What you are asked to do
For every entry, output the exact wording.

[Records from a data source]
*** Begin section ***

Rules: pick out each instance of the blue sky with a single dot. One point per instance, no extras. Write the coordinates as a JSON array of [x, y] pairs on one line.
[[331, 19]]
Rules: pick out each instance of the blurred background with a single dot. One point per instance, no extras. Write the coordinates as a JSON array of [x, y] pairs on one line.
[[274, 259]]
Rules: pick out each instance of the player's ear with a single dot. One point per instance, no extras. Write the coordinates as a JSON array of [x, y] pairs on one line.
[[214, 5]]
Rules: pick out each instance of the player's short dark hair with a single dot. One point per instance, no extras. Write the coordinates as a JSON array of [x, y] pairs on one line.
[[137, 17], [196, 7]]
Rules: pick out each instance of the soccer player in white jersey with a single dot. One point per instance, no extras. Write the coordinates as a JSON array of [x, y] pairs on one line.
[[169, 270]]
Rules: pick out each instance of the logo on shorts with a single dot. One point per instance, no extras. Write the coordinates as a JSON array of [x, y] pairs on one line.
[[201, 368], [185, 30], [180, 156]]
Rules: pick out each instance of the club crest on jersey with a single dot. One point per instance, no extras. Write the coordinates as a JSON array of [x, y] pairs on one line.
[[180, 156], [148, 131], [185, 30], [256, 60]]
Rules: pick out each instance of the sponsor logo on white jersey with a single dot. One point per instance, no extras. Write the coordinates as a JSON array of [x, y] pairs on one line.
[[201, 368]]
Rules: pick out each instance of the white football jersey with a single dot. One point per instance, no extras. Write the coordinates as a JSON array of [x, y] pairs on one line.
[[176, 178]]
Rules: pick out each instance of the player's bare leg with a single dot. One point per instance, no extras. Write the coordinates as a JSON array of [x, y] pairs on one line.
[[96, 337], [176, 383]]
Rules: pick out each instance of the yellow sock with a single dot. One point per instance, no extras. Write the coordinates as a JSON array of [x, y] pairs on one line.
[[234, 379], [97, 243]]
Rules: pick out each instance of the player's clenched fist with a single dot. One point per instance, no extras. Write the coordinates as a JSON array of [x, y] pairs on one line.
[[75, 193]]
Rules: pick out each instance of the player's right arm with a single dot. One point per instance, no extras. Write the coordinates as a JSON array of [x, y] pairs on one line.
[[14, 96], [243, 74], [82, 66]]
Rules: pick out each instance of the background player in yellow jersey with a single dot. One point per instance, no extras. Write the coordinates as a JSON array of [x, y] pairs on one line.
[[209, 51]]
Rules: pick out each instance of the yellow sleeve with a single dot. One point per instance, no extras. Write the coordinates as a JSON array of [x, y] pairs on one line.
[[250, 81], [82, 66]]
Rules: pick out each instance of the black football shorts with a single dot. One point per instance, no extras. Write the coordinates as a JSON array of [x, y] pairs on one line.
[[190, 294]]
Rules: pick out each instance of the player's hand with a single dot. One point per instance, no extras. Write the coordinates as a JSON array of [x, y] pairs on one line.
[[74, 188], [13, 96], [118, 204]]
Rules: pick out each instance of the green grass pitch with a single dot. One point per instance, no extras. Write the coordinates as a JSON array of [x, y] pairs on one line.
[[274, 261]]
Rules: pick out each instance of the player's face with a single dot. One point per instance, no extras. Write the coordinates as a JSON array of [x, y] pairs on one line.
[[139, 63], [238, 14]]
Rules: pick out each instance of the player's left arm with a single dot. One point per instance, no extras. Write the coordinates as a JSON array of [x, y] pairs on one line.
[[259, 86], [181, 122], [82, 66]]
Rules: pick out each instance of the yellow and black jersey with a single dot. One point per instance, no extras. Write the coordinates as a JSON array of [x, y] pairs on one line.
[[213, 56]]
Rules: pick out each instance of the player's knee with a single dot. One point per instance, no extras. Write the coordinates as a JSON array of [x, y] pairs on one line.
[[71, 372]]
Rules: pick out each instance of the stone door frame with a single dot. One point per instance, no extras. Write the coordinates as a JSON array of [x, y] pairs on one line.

*** End section ***

Solution
Rules: pick out each instance of the blue sky with a single dot. One point per instance, no extras. Write the coordinates as a JSON array of [x, y] pairs on one line.
[[331, 19]]
Rules: pick out each instance of the blurred background with a single dot. One point per instance, no extras. Write the coordinates as a JSON array of [x, y] pairs on one line.
[[274, 259]]
Rules: pick out each instance of the player's ear with a single dot. One point per instance, no extras. Write the coordinates as a JSON array of [x, y] pairs on one line.
[[214, 5]]
Rules: pick out each instance of the player's short dark hair with a single dot. One point per instance, no extras. Write the coordinates as a JSON array of [x, y] pairs on one line.
[[137, 17], [196, 7]]
Rules: pick out each instance of the soccer player in white jersey with a single dot. One point per instance, no extras. Write the coordinates as a JSON array of [x, y] pairs on one line.
[[169, 270]]
Rules: pick out each instance of the logo on shorts with a single dot. One point per instance, no extras. Write the coordinates as a JSON array of [x, y] pairs on one line.
[[201, 368], [185, 30], [180, 156]]
Rules: pick out each instance of the club crest on jersey with a single dot. One point per instance, no extras. Write the coordinates as a JSON array of [x, y] pairs on one line.
[[180, 156], [148, 131], [185, 30], [256, 60]]
Rules: pick out each instance of the sponsor logo on white jersey with a single dot. One point per instance, no extras. Write the coordinates as a JSON array of [x, y] pairs on one line.
[[201, 368]]
Rules: pick out each instance of the white football jersey with a single dot. One point per instance, no extras. Write the coordinates as a JSON array of [x, y] pairs on one line.
[[176, 178]]
Rules: pick out each instance of the player's bare leg with a single dot. One point per instance, no extras. Write the coordinates as a JSON array of [x, y] pairs on one line.
[[96, 337], [176, 383]]
Rules: pick out each instance of the yellow sock with a single dot. One point per instance, no extras. Write the coordinates as a JSON array of [x, y] pairs on one line.
[[234, 379], [97, 243]]
Rules: pick out each instance of the player's clenched fist with a single dot. One point per instance, no extras. Write the coordinates as a JSON array of [x, y] pairs on one line.
[[75, 193]]
Rules: pick out each instance of the player's right arm with a single dot. One point per instance, no extras. Write the coordinates as a JSON array of [x, y] pairs on one line.
[[14, 96], [243, 74], [82, 66]]
Rules: pick out each instance of the background player in yellow jersey with a single dot. One point per instance, no extras. Write the coordinates as a JSON array of [x, y] pairs on one line.
[[209, 51]]
Rules: pick out each instance of the yellow sleeve with a single dot. One point per instance, no extras. Write the coordinates as a JSON array of [x, y] pairs on one line.
[[250, 81], [82, 66]]
Rules: pick out each instance of the black football shorts with a single dot. One point per instance, no extras. Write the coordinates as a JSON array of [x, y] pairs on one line.
[[190, 294]]
Rules: pick out each instance of the player's hand with a single dot. One point per instance, no extras. Write the coordinates as a JSON array of [x, y] pairs on one line.
[[74, 188], [13, 96], [118, 204]]
Rules: pick out each instance of the green grass pitch with a single dot. One point per instance, no extras. Write the coordinates as a JSON array of [x, y] pairs on one line.
[[274, 261]]
Rules: pick out each instance of the player's face with a single dot. One point per instance, no extras. Write the coordinates as a JSON array of [x, y] pairs on one line.
[[139, 63], [238, 14]]
Rules: pick out each instance of the player's left arm with a single dot. One point per instance, no extras. Write the coordinates as a JSON array of [x, y] pairs on one line.
[[259, 86], [181, 122], [82, 66]]
Rules: pick out each instance of the yellow and black jersey with a single dot. One point per instance, no extras. Write the coordinates as a JSON array of [x, y] pairs on one line.
[[213, 56]]
Rules: pick out each instance of the player's knee with a single dot. One point per instance, no extras. Write the coordinates as a JSON array of [x, y] pairs on one line.
[[71, 372]]
Rules: pick out each instance of the stone door frame with a single dot. One point per instance, no extras. Write the coordinates as a JSON array of [x, y] pairs on one line.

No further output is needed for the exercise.